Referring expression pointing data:
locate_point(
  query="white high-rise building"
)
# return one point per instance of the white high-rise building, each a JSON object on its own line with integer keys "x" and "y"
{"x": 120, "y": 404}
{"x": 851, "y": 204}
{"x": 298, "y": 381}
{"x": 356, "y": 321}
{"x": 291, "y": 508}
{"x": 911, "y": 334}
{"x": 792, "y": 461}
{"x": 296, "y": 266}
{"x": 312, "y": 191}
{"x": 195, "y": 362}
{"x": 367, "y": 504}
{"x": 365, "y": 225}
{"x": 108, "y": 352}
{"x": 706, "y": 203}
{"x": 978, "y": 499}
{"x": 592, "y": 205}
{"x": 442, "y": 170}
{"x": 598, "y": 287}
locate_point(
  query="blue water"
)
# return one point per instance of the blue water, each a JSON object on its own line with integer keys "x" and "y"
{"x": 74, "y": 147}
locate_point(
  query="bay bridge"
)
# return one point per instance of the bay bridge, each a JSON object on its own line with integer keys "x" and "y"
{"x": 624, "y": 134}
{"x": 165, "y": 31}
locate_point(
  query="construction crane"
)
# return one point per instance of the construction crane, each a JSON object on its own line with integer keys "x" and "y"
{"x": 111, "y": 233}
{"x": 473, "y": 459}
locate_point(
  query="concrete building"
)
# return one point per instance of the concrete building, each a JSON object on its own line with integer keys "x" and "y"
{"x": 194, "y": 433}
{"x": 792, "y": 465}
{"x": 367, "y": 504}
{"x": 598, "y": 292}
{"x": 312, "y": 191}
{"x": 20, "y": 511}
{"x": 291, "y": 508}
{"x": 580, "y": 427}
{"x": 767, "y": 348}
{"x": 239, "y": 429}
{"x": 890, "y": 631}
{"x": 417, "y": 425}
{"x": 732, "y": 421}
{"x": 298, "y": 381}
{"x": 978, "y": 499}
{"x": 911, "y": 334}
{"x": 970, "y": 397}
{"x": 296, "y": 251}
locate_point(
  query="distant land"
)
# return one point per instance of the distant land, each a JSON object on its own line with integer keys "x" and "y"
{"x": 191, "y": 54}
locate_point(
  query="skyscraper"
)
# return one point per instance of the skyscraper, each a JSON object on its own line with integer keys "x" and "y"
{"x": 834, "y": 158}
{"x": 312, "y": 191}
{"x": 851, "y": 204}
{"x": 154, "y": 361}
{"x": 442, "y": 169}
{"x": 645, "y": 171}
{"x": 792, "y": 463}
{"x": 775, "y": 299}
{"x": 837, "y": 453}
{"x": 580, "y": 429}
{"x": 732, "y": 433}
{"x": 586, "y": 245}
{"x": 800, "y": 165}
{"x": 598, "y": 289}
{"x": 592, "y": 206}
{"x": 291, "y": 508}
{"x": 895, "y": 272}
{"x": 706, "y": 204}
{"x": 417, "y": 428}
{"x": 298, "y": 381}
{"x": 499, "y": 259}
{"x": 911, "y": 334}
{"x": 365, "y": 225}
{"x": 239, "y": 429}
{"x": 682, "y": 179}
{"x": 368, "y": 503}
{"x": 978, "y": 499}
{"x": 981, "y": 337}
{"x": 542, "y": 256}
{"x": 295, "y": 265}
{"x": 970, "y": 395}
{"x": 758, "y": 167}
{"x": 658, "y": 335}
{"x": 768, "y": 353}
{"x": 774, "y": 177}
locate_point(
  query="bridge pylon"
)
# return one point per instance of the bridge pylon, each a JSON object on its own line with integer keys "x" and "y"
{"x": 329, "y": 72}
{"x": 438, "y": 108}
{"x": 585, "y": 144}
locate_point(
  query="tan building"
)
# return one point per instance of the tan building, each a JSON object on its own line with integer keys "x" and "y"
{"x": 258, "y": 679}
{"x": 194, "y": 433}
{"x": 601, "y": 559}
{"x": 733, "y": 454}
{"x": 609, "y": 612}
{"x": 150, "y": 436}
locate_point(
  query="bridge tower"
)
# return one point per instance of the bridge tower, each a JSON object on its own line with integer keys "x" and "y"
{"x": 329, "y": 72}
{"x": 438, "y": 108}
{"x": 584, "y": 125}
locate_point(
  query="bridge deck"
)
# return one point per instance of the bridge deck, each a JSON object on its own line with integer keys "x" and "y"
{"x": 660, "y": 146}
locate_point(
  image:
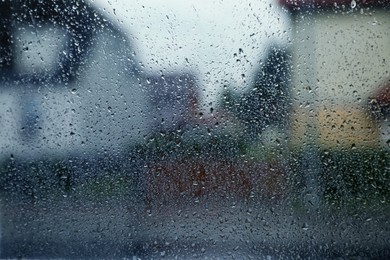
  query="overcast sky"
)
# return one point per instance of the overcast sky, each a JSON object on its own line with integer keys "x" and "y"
{"x": 201, "y": 36}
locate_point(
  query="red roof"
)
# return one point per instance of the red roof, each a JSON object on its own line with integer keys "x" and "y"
{"x": 295, "y": 5}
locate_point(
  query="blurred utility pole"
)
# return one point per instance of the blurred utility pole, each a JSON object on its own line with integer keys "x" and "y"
{"x": 311, "y": 164}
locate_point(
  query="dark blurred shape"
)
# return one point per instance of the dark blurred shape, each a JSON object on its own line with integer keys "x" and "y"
{"x": 174, "y": 100}
{"x": 5, "y": 36}
{"x": 74, "y": 16}
{"x": 267, "y": 101}
{"x": 296, "y": 5}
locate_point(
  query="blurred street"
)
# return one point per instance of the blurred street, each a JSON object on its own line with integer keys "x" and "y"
{"x": 74, "y": 228}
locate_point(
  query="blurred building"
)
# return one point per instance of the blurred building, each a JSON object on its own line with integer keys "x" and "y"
{"x": 341, "y": 54}
{"x": 69, "y": 82}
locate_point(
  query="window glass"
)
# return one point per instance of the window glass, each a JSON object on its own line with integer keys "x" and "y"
{"x": 194, "y": 129}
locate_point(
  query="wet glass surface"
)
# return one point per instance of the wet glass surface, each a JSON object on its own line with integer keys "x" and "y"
{"x": 196, "y": 129}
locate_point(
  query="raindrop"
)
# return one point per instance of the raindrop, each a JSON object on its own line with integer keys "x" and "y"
{"x": 353, "y": 4}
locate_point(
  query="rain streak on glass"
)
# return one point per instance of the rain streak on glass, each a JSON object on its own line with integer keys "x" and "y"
{"x": 194, "y": 129}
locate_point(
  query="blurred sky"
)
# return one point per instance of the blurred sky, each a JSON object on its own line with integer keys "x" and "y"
{"x": 218, "y": 41}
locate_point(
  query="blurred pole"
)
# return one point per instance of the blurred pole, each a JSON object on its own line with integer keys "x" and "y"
{"x": 311, "y": 161}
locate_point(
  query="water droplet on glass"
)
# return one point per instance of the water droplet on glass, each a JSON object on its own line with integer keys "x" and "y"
{"x": 353, "y": 4}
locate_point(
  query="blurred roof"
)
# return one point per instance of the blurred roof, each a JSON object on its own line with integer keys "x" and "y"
{"x": 296, "y": 5}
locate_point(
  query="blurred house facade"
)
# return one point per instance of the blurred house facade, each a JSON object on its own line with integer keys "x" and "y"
{"x": 69, "y": 82}
{"x": 341, "y": 55}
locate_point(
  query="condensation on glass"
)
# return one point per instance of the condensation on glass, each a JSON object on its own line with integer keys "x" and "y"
{"x": 257, "y": 129}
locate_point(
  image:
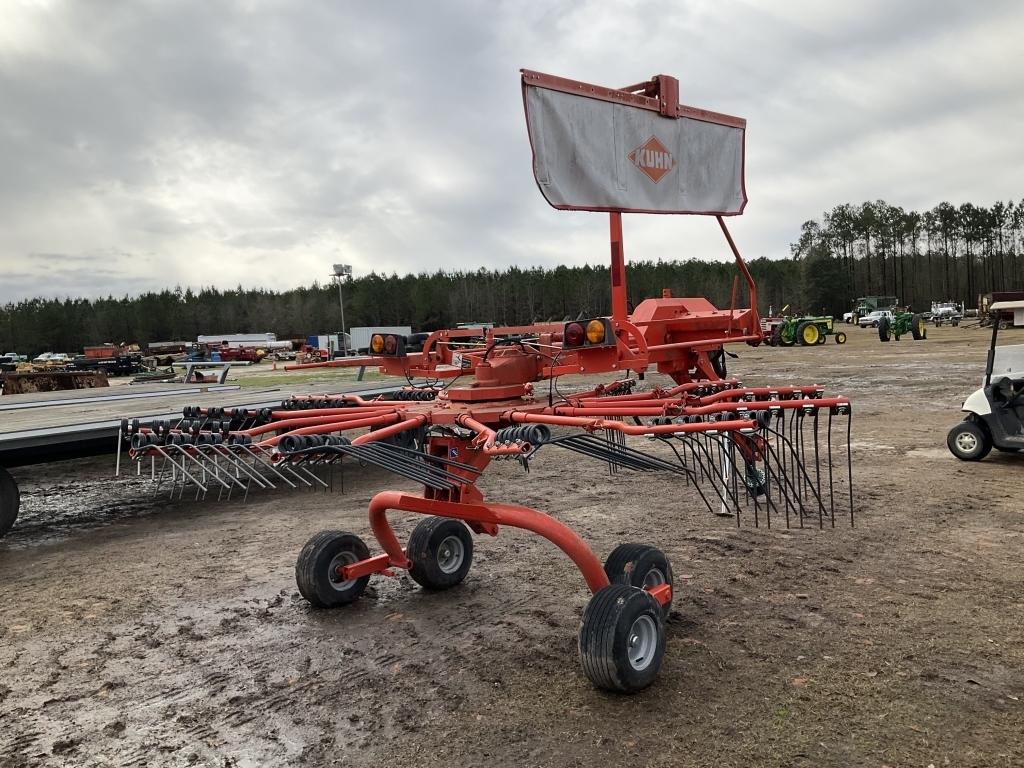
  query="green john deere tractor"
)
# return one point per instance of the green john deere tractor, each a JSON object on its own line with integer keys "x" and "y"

EXERCISE DESCRIPTION: Transcribe all entries above exactly. Drop the pictures.

RESULT OF THIS EXERCISE:
locate_point(
  query="white high-rise building"
)
# return one point per instance of the white high-rise building, each a JSON object on its own line with integer keys "x" and "y"
{"x": 120, "y": 404}
{"x": 851, "y": 204}
{"x": 298, "y": 381}
{"x": 356, "y": 321}
{"x": 291, "y": 508}
{"x": 911, "y": 334}
{"x": 792, "y": 461}
{"x": 296, "y": 266}
{"x": 312, "y": 191}
{"x": 195, "y": 362}
{"x": 367, "y": 504}
{"x": 365, "y": 225}
{"x": 108, "y": 352}
{"x": 706, "y": 203}
{"x": 978, "y": 499}
{"x": 592, "y": 205}
{"x": 442, "y": 170}
{"x": 598, "y": 287}
locate_point(
  query="blue water"
)
# return one point per instance of the blue water, each a JSON object on its own line with integer keys "x" and "y"
{"x": 74, "y": 147}
locate_point(
  query="bay bridge"
)
# return one point per instance of the bay bridge, each a JSON object on its own line with integer keys "x" and "y"
{"x": 624, "y": 134}
{"x": 165, "y": 31}
locate_point(
  query="construction crane"
)
# return one point per instance of the construction crane, each a JSON object on its own line with integer keys "x" and "y"
{"x": 111, "y": 233}
{"x": 473, "y": 459}
locate_point(
  query="concrete building"
)
# return one point per instance of the concrete building, each a JSON object on its own line with integer keys "x" and "y"
{"x": 194, "y": 433}
{"x": 792, "y": 465}
{"x": 367, "y": 504}
{"x": 598, "y": 292}
{"x": 312, "y": 191}
{"x": 20, "y": 511}
{"x": 291, "y": 508}
{"x": 580, "y": 427}
{"x": 767, "y": 348}
{"x": 239, "y": 429}
{"x": 890, "y": 631}
{"x": 417, "y": 425}
{"x": 732, "y": 421}
{"x": 298, "y": 381}
{"x": 978, "y": 499}
{"x": 911, "y": 334}
{"x": 970, "y": 397}
{"x": 296, "y": 251}
locate_point(
  query="distant land"
)
# return one point per instance of the distant land, each a JSON object on its own line with integer keys "x" and "y"
{"x": 191, "y": 54}
locate_point(
  query="skyscraper"
)
# return one point per instance of the skyscraper, each a JSON object on its own line with integer keys "x" and "y"
{"x": 834, "y": 158}
{"x": 312, "y": 191}
{"x": 851, "y": 204}
{"x": 154, "y": 361}
{"x": 442, "y": 169}
{"x": 645, "y": 171}
{"x": 792, "y": 463}
{"x": 775, "y": 299}
{"x": 837, "y": 453}
{"x": 580, "y": 429}
{"x": 732, "y": 433}
{"x": 586, "y": 245}
{"x": 800, "y": 165}
{"x": 598, "y": 289}
{"x": 592, "y": 206}
{"x": 291, "y": 508}
{"x": 895, "y": 272}
{"x": 706, "y": 204}
{"x": 417, "y": 428}
{"x": 298, "y": 381}
{"x": 499, "y": 259}
{"x": 911, "y": 334}
{"x": 365, "y": 225}
{"x": 239, "y": 429}
{"x": 682, "y": 179}
{"x": 368, "y": 503}
{"x": 978, "y": 499}
{"x": 981, "y": 337}
{"x": 542, "y": 256}
{"x": 295, "y": 265}
{"x": 970, "y": 395}
{"x": 758, "y": 167}
{"x": 658, "y": 335}
{"x": 768, "y": 353}
{"x": 774, "y": 177}
locate_point(
  query="bridge pylon"
)
# return one point per instance of the bridge pylon, each a JSON object on its own line with integer keys "x" and "y"
{"x": 329, "y": 72}
{"x": 438, "y": 108}
{"x": 585, "y": 144}
locate_point(
  query="tan building"
)
# return one point per instance of the tan building, each a JSON object on its own line with integer keys "x" and "y"
{"x": 258, "y": 679}
{"x": 194, "y": 433}
{"x": 601, "y": 559}
{"x": 733, "y": 454}
{"x": 609, "y": 612}
{"x": 150, "y": 436}
locate_point(
  query="bridge tower"
)
# return one point per instance of the bridge tower, each a JSON object on its own line with integer keys "x" and "y"
{"x": 329, "y": 72}
{"x": 438, "y": 108}
{"x": 584, "y": 125}
locate_point(
  query="bridge deck"
)
# return one point per instance of the bridge deck, each a JSON object on its own line with integer keys "x" and "y"
{"x": 660, "y": 146}
locate_point(
  image:
  query="overcast sky"
)
# return one point per instance of the overcast sky, each a JSON object on its own line with integer keys "x" and "y"
{"x": 201, "y": 36}
locate_point(
  query="red roof"
)
# return one point per instance of the red roof, each a JSON object on its own line with integer keys "x" and "y"
{"x": 295, "y": 5}
locate_point(
  query="blurred utility pole"
)
# return one point per instance of the blurred utility pole, each a JSON object on its own line with integer keys "x" and "y"
{"x": 311, "y": 164}
locate_point(
  query="dark blurred shape"
)
# return one point per instance of the dark blurred shape, each a JSON object on its own line with integer keys "x" and "y"
{"x": 174, "y": 100}
{"x": 5, "y": 36}
{"x": 74, "y": 16}
{"x": 267, "y": 101}
{"x": 296, "y": 5}
locate_point(
  query="blurred street"
)
# return one point per instance of the blurred street, each a JSON object on its own line with integer keys "x" and "y"
{"x": 74, "y": 228}
locate_point(
  query="blurred building"
)
# return one point per instance of the blurred building, each a JSON object on its own line with integer keys "x" and "y"
{"x": 341, "y": 54}
{"x": 69, "y": 82}
locate_point(
  query="window glass"
)
# return one point per instance of the window glass, each a JSON object on its own line with integer keys "x" and "y"
{"x": 194, "y": 129}
locate_point(
  query="wet glass surface"
)
# return one point per instance of the wet glass surface, each a JSON object on its own line with integer keys "x" and "y"
{"x": 196, "y": 129}
locate_point(
  query="raindrop"
)
# return one point per instance of the raindrop, each a JSON object on its own line with integer keys "x" and "y"
{"x": 353, "y": 4}
locate_point(
  query="rain streak on glass"
)
# return one point per instance of the rain streak on glass, each a JSON object on its own line with integer keys "x" and "y"
{"x": 194, "y": 129}
locate_point(
  query="blurred sky"
)
# return one point per instance of the blurred sky, each a JSON object on its own line with integer keys "x" and "y"
{"x": 218, "y": 41}
locate_point(
  query="blurred pole"
)
# return one point per instance of the blurred pole, each a JSON object on its own line with integer keys "x" and "y"
{"x": 311, "y": 161}
locate_point(
  query="water droplet on glass"
)
# return one point per instance of the water droplet on glass, each a JSON object on its own line with integer keys "x" and "y"
{"x": 353, "y": 4}
locate_point(
  query="blurred roof"
)
# return one point per instance of the blurred roof, each a JSON object on its own line with integer keys "x" and "y"
{"x": 296, "y": 5}
locate_point(
  query="blurred house facade"
)
# return one point per instance of the blurred house facade, each a JSON object on its own line with integer keys "x" and "y"
{"x": 69, "y": 82}
{"x": 341, "y": 55}
locate_point(
  query="condensation on glass"
)
# return one point per instance of the condensation on glass, each a JSON object on its own line with integer keys "x" and "y"
{"x": 257, "y": 129}
locate_point(
  image:
  query="green john deere tractor"
)
# return one point per instance of the green john deere tractor, each a JSON object on its own line with integer keys "x" and "y"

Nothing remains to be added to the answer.